INFORMATION>
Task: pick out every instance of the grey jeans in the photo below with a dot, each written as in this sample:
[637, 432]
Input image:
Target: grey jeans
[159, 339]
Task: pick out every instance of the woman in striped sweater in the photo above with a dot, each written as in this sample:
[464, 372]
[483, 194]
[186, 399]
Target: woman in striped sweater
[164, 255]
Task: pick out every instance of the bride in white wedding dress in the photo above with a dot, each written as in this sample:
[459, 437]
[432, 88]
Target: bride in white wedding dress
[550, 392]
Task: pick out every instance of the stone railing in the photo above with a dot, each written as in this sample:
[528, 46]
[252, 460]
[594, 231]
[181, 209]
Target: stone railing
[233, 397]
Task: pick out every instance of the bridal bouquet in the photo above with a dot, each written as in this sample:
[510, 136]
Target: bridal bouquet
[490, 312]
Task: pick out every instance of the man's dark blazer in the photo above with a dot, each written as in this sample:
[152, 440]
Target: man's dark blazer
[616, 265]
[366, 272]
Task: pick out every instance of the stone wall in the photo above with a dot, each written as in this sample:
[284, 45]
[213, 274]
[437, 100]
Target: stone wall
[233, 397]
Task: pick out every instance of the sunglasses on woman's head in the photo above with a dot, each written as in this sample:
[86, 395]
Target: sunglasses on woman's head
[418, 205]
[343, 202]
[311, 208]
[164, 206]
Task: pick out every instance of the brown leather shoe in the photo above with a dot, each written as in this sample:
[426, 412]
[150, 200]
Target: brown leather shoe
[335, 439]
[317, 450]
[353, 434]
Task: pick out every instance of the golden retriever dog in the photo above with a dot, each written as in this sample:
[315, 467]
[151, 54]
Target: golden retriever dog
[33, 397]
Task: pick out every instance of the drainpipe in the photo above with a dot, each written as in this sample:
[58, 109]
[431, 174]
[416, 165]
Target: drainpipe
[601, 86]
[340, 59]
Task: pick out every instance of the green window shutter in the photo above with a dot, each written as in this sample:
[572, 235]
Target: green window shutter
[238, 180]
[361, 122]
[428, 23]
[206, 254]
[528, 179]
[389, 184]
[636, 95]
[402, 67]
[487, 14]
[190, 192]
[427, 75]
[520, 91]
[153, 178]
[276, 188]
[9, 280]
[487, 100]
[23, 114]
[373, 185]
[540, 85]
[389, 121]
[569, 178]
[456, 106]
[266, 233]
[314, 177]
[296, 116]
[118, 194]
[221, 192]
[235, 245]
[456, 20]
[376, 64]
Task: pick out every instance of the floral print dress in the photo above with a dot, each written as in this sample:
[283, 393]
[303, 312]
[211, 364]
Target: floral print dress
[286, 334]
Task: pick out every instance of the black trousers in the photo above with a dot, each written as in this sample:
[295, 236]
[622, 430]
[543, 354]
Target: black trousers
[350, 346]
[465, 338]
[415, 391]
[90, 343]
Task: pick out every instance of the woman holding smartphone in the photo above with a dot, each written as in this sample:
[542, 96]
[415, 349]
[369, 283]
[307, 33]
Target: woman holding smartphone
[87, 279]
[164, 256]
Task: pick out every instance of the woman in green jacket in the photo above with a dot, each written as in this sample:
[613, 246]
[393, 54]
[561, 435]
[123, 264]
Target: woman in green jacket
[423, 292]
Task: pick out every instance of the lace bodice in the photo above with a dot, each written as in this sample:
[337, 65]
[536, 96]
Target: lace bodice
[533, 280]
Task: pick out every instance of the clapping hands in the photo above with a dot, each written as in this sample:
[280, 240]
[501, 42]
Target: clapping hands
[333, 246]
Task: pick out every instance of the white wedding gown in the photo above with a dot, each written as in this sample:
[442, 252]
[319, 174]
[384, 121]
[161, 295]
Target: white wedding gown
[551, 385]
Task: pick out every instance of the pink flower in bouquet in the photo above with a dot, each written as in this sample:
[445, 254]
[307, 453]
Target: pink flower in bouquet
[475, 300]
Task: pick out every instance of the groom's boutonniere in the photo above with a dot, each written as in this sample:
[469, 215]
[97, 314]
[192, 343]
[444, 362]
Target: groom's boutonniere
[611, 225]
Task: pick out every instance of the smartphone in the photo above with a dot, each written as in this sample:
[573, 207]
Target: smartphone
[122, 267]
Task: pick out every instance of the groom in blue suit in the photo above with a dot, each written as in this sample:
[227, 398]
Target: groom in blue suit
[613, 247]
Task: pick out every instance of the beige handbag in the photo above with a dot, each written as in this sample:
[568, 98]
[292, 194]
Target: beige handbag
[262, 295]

WHAT THE TASK ASKS>
Repeat each entry word for word.

TASK RESPONSE>
Task: pick out every instance of the grey jeans in the photo below with a dot, each written as in this sample:
[637, 432]
Input image:
Target: grey jeans
[159, 339]
Task: pick out every instance of the woman in striped sweater in the photo above with a dot, each written as in this sample:
[464, 372]
[483, 194]
[186, 399]
Target: woman in striped sweater
[164, 255]
Task: pick out every instance of the bride in white wedding dress in the photo above with a dot, each written as in this sample:
[459, 437]
[432, 88]
Target: bride in white wedding dress
[550, 392]
Task: pick out every instance of the stone railing in the photo above with a dot, each written as in this sample:
[528, 46]
[252, 460]
[594, 231]
[181, 209]
Target: stone railing
[233, 397]
Task: pick out every instance of the bridal bouquet in the photo above with a dot, each written as in this sample:
[510, 136]
Target: bridal bouquet
[490, 312]
Task: pick out every instance of the man's dark blazer in the photo above with a dot, each written as in this sample:
[152, 440]
Target: man's dark blazer
[616, 265]
[366, 272]
Task: pick out every instance of the stone wall in the photo above with a dot, each written as in this sample:
[284, 45]
[213, 274]
[437, 100]
Target: stone wall
[233, 397]
Task: pick out every instance of the sunglasses on woman's head in the photo above with a dot, each written as in this sample:
[86, 395]
Target: sunglasses on woman's head
[418, 205]
[343, 202]
[311, 208]
[164, 206]
Task: pick out every instance of the brown leather shoe in the photo above with a dot, each written as in this sample:
[426, 412]
[150, 200]
Target: brown leather shoe
[335, 439]
[317, 450]
[353, 434]
Task: pick out every instance of the golden retriever dog in the photo above with a dot, each written as in this sample:
[315, 467]
[151, 54]
Target: golden retriever dog
[33, 397]
Task: pick out every instance of the drainpipe in the photo above with a dot, each written as in this sample:
[58, 109]
[431, 174]
[416, 165]
Target: drainpipe
[601, 86]
[340, 59]
Task: pick out every instance of the green window shutter in the photo above with a dot, each written as in this sample:
[572, 235]
Target: green window shutter
[238, 180]
[361, 122]
[428, 23]
[206, 254]
[528, 179]
[389, 184]
[636, 95]
[402, 67]
[487, 14]
[190, 192]
[427, 75]
[520, 91]
[153, 178]
[276, 188]
[9, 280]
[487, 100]
[23, 114]
[373, 185]
[540, 85]
[389, 121]
[569, 178]
[456, 106]
[266, 233]
[314, 177]
[296, 116]
[118, 194]
[221, 192]
[235, 245]
[456, 20]
[376, 64]
Task: pick out every instance of the floral print dress in the photo above with a dot, each written as in this sample:
[283, 393]
[303, 312]
[211, 364]
Target: floral print dress
[286, 334]
Task: pick out every instance of the black trousers in the photo above with a dot, each written as in this sample:
[295, 236]
[622, 430]
[543, 354]
Target: black trousers
[350, 346]
[465, 338]
[415, 391]
[90, 343]
Task: pick out every instance of the woman holding smartphone in the photo above with a dot, each written as in this sample:
[542, 96]
[415, 349]
[369, 283]
[307, 33]
Target: woman holding smartphone
[87, 279]
[164, 256]
Task: pick out every instance of the woman in green jacket in the photo above with a dot, each written as in this sample:
[613, 246]
[393, 54]
[561, 435]
[123, 264]
Target: woman in green jacket
[423, 292]
Task: pick out every instance of the lace bodice in the photo above with a dot, each written as in this sample:
[337, 65]
[536, 96]
Target: lace bodice
[533, 280]
Task: pick out every instance of the clapping hands in the photo above with a dot, each written as in this sample:
[280, 240]
[501, 42]
Target: clapping hands
[333, 246]
Task: pick out every instance of the white wedding gown in the photo above with a dot, each written as in this sample:
[442, 252]
[319, 174]
[384, 121]
[161, 295]
Target: white wedding gown
[551, 385]
Task: pick out every instance of the pink flower in bouquet in the photo above with a dot, each written as in this sample:
[445, 254]
[307, 453]
Target: pink flower in bouquet
[475, 300]
Task: pick out every instance of the groom's boutonniere in the photo above with a dot, each written as in this sample:
[469, 215]
[97, 314]
[192, 343]
[444, 362]
Target: groom's boutonniere
[611, 225]
Task: pick out every instance of the smartphone in the photo above with a dot, each written as in this sample:
[573, 207]
Target: smartphone
[122, 267]
Task: pick out every instance of the groom in blue suit in the photo above with a dot, each written as in this sample:
[227, 398]
Target: groom in blue suit
[613, 247]
Task: pick out every instance of the beige handbag in the photo above with a dot, each written as in this sample:
[568, 98]
[292, 194]
Target: beige handbag
[262, 295]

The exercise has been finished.